## WHAT THE TASK REQUIRES
Output the records. Match them exactly.

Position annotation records

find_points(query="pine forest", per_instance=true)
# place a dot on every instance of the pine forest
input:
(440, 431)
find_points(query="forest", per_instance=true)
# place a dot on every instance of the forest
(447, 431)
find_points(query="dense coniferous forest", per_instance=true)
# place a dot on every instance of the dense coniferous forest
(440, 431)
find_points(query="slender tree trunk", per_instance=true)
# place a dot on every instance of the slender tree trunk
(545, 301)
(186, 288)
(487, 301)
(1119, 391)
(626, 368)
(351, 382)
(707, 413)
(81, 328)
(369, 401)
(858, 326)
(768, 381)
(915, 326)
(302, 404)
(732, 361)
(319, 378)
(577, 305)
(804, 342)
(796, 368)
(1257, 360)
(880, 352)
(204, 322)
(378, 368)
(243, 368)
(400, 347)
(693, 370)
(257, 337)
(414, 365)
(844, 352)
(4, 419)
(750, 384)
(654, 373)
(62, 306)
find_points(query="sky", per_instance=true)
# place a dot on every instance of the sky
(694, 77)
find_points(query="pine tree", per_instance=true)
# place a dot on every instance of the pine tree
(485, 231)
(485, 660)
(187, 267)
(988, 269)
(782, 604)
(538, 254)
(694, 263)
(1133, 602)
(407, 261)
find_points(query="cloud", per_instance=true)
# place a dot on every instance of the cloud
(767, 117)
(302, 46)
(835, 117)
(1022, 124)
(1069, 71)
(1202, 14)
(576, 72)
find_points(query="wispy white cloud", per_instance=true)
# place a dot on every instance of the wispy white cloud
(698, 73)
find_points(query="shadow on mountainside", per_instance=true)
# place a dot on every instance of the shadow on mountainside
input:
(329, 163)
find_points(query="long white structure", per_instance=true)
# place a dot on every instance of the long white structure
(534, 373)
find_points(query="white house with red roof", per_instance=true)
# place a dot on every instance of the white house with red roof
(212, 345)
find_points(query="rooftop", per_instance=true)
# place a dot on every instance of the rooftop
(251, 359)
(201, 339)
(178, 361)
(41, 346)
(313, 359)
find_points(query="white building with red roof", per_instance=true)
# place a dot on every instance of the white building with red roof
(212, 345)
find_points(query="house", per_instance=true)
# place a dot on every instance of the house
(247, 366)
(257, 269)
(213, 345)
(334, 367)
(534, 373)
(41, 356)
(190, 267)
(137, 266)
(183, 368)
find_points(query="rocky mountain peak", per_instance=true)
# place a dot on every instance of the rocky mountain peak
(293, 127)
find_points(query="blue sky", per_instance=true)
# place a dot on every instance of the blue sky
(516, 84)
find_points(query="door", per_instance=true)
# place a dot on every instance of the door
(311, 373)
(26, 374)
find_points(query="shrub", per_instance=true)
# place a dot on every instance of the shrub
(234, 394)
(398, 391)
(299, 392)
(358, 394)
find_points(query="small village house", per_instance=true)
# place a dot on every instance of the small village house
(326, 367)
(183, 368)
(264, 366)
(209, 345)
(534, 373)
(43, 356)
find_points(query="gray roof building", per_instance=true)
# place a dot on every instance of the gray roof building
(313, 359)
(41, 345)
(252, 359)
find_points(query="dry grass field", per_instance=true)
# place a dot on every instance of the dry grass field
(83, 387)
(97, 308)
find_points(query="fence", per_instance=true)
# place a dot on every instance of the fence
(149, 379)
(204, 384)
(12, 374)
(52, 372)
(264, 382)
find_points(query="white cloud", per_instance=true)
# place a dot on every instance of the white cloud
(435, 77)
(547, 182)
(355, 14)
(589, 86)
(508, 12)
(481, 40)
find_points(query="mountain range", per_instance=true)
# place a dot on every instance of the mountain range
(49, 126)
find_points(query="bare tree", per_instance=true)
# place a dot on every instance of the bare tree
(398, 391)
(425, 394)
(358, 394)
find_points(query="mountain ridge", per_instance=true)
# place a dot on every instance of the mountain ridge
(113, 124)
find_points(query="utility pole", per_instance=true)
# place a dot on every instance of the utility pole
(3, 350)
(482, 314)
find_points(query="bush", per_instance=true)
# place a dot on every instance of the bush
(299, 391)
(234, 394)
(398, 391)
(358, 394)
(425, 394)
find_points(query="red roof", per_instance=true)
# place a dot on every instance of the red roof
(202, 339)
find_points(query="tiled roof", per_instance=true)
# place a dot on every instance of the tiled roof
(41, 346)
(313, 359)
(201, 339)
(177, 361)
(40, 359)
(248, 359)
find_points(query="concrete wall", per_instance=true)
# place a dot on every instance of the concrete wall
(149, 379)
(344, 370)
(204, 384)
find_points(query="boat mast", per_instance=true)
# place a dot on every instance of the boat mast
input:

## THE RESPONSE
find_points(query="pine forest", per_instance=true)
# place a dot on every instance of the pine forest
input:
(440, 431)
find_points(query="forest", per_instance=true)
# place a dot on every instance of the forest
(447, 431)
find_points(query="dense coniferous forest", per_instance=true)
# place a dot on every instance of the dense coniferous forest
(440, 431)
find_points(query="slender tree trunk", per_instance=true)
# place a dot on every instance of the slender tree trunk
(545, 301)
(186, 288)
(487, 301)
(1119, 391)
(626, 368)
(351, 382)
(707, 413)
(81, 328)
(369, 401)
(858, 326)
(768, 381)
(915, 326)
(302, 404)
(732, 361)
(319, 378)
(577, 305)
(804, 342)
(796, 368)
(1257, 360)
(880, 352)
(204, 322)
(378, 368)
(243, 368)
(400, 347)
(693, 370)
(257, 337)
(414, 365)
(844, 352)
(4, 419)
(750, 384)
(654, 373)
(62, 306)
find_points(query="sky", per_instance=true)
# place a dot on every instance of the sky
(694, 77)
find_points(query="pine tree", per_instance=true)
# place a dot on every instance of the pine tree
(485, 231)
(485, 660)
(187, 267)
(988, 269)
(782, 604)
(538, 254)
(694, 263)
(1133, 602)
(407, 261)
find_points(query="cloud", per_instance=true)
# place a dot on every instance of the cloud
(767, 117)
(302, 46)
(835, 117)
(1022, 124)
(1069, 71)
(1202, 14)
(576, 72)
find_points(query="wispy white cloud", per_instance=true)
# place a dot on every instance of the wispy white cloud
(698, 73)
find_points(query="shadow on mountainside", per_instance=true)
# place a dot on every instance of the shadow on mountainside
input:
(329, 163)
find_points(query="long white structure", per_instance=true)
# place a dot on every instance of the long white structure
(534, 373)
find_points(query="white house with red roof", per_instance=true)
# place a dot on every instance of the white house with red roof
(212, 345)
find_points(query="rooftop", per_instance=true)
# place a dot on every instance of the rooftop
(251, 359)
(201, 339)
(178, 361)
(41, 346)
(313, 359)
find_points(query="white building with red roof", per_instance=true)
# place a dot on every instance of the white building with red roof
(212, 345)
find_points(query="house", per_instance=true)
# place a dot on every instance of the house
(247, 366)
(257, 269)
(213, 345)
(334, 367)
(534, 373)
(41, 356)
(190, 267)
(137, 266)
(183, 368)
find_points(query="rocky mountain peak", per_instance=true)
# place a dot on every instance of the rocky mountain peak
(293, 127)
find_points(query="blue sky", per_instance=true)
# place a dot on every instance of the blue sky
(516, 84)
find_points(query="door", per_instance=true)
# place a dot on every instance of the door
(311, 373)
(26, 374)
find_points(query="shrub", per_instance=true)
# place a dot on every instance of the shrub
(234, 394)
(398, 391)
(299, 392)
(358, 394)
find_points(query="small village house", per_instance=true)
# place a dot on every instance of the small village house
(326, 367)
(183, 368)
(264, 366)
(209, 345)
(534, 373)
(43, 356)
find_points(query="gray roof building", per_instance=true)
# place a dot on every instance of the gray roof building
(313, 359)
(41, 345)
(252, 359)
find_points(query="dry grass field", per_instance=true)
# place a dot on every instance of the dry grass field
(83, 387)
(97, 308)
find_points(query="fence", per_instance=true)
# place a dot on every instance of the fence
(149, 379)
(204, 384)
(12, 374)
(52, 372)
(264, 382)
find_points(query="white cloud", per_instance=true)
# place a dot on every instance of the white cloud
(435, 77)
(547, 182)
(355, 14)
(589, 86)
(508, 12)
(481, 40)
find_points(query="mountain range", per_instance=true)
# place a dot on every instance of the mountain range
(49, 126)
find_points(query="bare tree", per_instance=true)
# place a dot on every instance of the bare tree
(398, 391)
(425, 394)
(358, 394)
find_points(query="mountain ridge", per_instance=true)
# place a dot on every instance of the mountain ridge
(113, 124)
find_points(query="utility pole", per_instance=true)
# place a dot on every instance of the utility pole
(3, 350)
(482, 314)
find_points(query="bush", per_instance=true)
# place a dot on every instance of the bush
(299, 391)
(234, 394)
(398, 391)
(358, 394)
(425, 394)
find_points(query="red roof", per_instance=true)
# place a dot on every instance of the red roof
(202, 339)
find_points(query="tiled roof", per_instance=true)
# place a dot on every instance of the tiled roof
(41, 346)
(313, 359)
(201, 339)
(177, 361)
(40, 359)
(248, 359)
find_points(query="concrete wall", per_instance=true)
# place a dot on every instance of the concrete wall
(149, 379)
(344, 370)
(204, 384)
find_points(query="boat mast", per_instance=true)
# place a dot on every instance of the boat mast
input:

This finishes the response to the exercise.